* [Source data]:
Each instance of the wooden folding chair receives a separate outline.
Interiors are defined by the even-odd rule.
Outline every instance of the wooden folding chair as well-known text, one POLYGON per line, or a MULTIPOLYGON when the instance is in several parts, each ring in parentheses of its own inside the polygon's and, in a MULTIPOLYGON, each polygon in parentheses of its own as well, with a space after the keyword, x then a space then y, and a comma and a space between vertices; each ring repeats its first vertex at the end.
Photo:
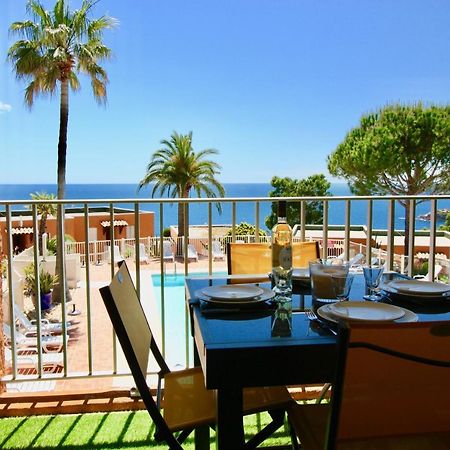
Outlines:
POLYGON ((450 322, 340 326, 329 405, 295 405, 305 450, 450 449, 450 322))
MULTIPOLYGON (((205 388, 199 367, 170 371, 148 325, 125 262, 119 263, 119 271, 111 284, 101 288, 100 293, 136 387, 156 426, 155 440, 165 441, 171 449, 181 449, 195 427, 215 424, 214 391, 205 388), (146 381, 150 352, 159 368, 156 400, 146 381), (175 436, 175 432, 180 433, 175 436)), ((246 448, 256 448, 282 426, 285 410, 292 402, 284 387, 245 389, 244 414, 268 411, 273 419, 246 443, 246 448)))

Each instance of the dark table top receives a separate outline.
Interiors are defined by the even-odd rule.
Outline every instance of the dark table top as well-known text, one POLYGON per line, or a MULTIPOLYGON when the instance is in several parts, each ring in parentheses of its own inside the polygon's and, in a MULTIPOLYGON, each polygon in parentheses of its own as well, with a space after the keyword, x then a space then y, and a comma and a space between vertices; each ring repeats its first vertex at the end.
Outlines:
MULTIPOLYGON (((295 285, 292 295, 291 332, 274 327, 280 311, 267 308, 250 312, 207 312, 196 291, 220 286, 230 277, 187 277, 186 297, 191 307, 192 331, 208 388, 267 386, 327 382, 333 379, 336 336, 304 314, 317 308, 307 285, 295 285), (233 370, 238 368, 238 370, 233 370)), ((270 288, 270 283, 260 283, 270 288)), ((362 300, 364 278, 355 277, 350 298, 362 300)), ((390 301, 386 299, 386 301, 390 301)), ((450 300, 425 305, 392 301, 414 311, 420 321, 450 320, 450 300)))

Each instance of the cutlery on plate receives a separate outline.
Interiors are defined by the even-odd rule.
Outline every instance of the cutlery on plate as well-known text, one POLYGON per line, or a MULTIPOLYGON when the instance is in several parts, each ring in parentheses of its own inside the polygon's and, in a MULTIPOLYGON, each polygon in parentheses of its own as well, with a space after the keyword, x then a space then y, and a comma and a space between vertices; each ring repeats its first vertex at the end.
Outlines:
POLYGON ((327 325, 325 322, 320 320, 316 313, 312 309, 305 309, 305 316, 311 321, 311 322, 317 322, 323 329, 330 331, 332 334, 337 336, 337 332, 333 330, 329 325, 327 325))

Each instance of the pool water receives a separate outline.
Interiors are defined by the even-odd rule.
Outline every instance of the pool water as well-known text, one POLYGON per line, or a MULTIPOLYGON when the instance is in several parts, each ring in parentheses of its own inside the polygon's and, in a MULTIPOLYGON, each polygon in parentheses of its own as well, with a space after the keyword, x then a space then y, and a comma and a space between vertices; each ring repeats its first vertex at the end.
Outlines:
MULTIPOLYGON (((227 272, 214 272, 213 275, 226 275, 227 272)), ((190 273, 189 276, 190 277, 207 277, 209 274, 208 272, 193 272, 190 273)), ((164 275, 164 287, 165 288, 170 288, 170 287, 175 287, 175 286, 184 286, 184 273, 182 274, 178 274, 178 273, 169 273, 164 275)), ((153 286, 155 287, 160 287, 161 286, 161 275, 155 274, 152 275, 152 281, 153 281, 153 286)), ((184 300, 184 294, 183 294, 183 300, 184 300)))
MULTIPOLYGON (((214 272, 214 275, 226 275, 226 272, 214 272)), ((208 276, 208 273, 195 272, 189 276, 208 276)), ((166 274, 164 276, 165 359, 171 369, 186 366, 186 336, 189 343, 189 360, 192 362, 192 341, 190 332, 186 329, 187 309, 184 279, 184 274, 166 274)), ((156 305, 161 313, 161 275, 152 275, 152 282, 156 305)))

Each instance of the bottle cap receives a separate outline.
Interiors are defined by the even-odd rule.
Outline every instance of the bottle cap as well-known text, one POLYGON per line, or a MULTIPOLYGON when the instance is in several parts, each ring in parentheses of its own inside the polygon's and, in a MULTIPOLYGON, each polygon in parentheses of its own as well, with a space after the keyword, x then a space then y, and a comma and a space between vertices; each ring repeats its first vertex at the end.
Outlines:
POLYGON ((278 217, 286 217, 286 202, 278 202, 278 217))

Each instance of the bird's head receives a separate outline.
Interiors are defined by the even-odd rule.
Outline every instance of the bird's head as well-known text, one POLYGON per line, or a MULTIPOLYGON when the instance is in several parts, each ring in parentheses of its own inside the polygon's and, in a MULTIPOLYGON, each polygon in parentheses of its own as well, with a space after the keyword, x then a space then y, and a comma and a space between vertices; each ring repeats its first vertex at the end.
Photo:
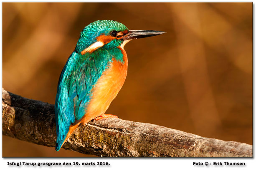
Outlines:
POLYGON ((96 21, 81 32, 76 51, 84 54, 104 47, 105 49, 124 46, 132 39, 162 34, 165 32, 152 30, 129 30, 123 24, 110 20, 96 21))

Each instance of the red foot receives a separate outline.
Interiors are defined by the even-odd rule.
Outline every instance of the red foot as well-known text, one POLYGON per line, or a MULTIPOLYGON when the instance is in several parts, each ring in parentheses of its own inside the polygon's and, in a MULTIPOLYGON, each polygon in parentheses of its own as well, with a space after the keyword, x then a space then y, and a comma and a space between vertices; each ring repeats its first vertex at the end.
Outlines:
POLYGON ((103 113, 101 116, 97 117, 96 118, 94 118, 94 120, 97 121, 98 120, 107 118, 118 118, 118 116, 116 115, 112 115, 111 114, 103 113))

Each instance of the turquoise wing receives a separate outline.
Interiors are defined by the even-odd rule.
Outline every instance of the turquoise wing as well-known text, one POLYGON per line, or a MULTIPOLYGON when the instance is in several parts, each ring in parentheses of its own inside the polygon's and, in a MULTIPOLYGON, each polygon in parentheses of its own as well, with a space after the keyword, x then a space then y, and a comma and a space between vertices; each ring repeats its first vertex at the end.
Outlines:
POLYGON ((68 59, 60 76, 55 101, 56 150, 61 148, 70 125, 86 114, 91 89, 111 59, 107 50, 98 50, 84 55, 74 52, 68 59))

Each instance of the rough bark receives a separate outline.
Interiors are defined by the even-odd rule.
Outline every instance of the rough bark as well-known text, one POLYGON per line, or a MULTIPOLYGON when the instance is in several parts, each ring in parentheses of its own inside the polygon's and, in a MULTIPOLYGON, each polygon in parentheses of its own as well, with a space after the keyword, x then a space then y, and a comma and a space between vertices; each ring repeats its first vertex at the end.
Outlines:
MULTIPOLYGON (((55 147, 54 105, 3 89, 2 105, 3 135, 55 147)), ((106 157, 252 157, 252 146, 246 143, 114 118, 80 126, 63 147, 106 157)))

* [What you have to do]: Lay out the lines above as a two-column CSV with the header text,answer. Begin at the start of the lines and stop after the line containing "MULTIPOLYGON (((205 388, 199". Give one row for each item: its text in one quoted field and its answer in another, with line breaks turned into spaces and the picture left out.

* [Task output]:
text,answer
"Each instance of the wooden folding chair receives a separate outline. Interiors are defined by the even-odd rule. Outline every instance of the wooden folding chair as well-known text, one POLYGON per line, or a MULTIPOLYGON when the instance is in several parts, each ring in parentheses of its own inside the polygon's and, in a MULTIPOLYGON, each polygon in parentheses of its own as well, with a space after the keyword, x then a space then y, and a comma and a space between vertices; each ring repeats its first vertex at the end. Photo: Outlines:","POLYGON ((450 322, 340 326, 329 405, 295 405, 305 450, 450 449, 450 322)) MULTIPOLYGON (((205 388, 199 367, 170 371, 148 325, 125 262, 119 263, 119 271, 111 284, 101 288, 100 293, 136 387, 156 426, 155 440, 165 441, 171 449, 181 449, 195 427, 215 424, 214 391, 205 388), (146 381, 150 352, 159 368, 156 400, 146 381), (175 436, 175 432, 180 433, 175 436)), ((246 448, 256 448, 282 426, 285 410, 292 402, 284 387, 245 389, 244 414, 268 411, 273 419, 246 443, 246 448)))"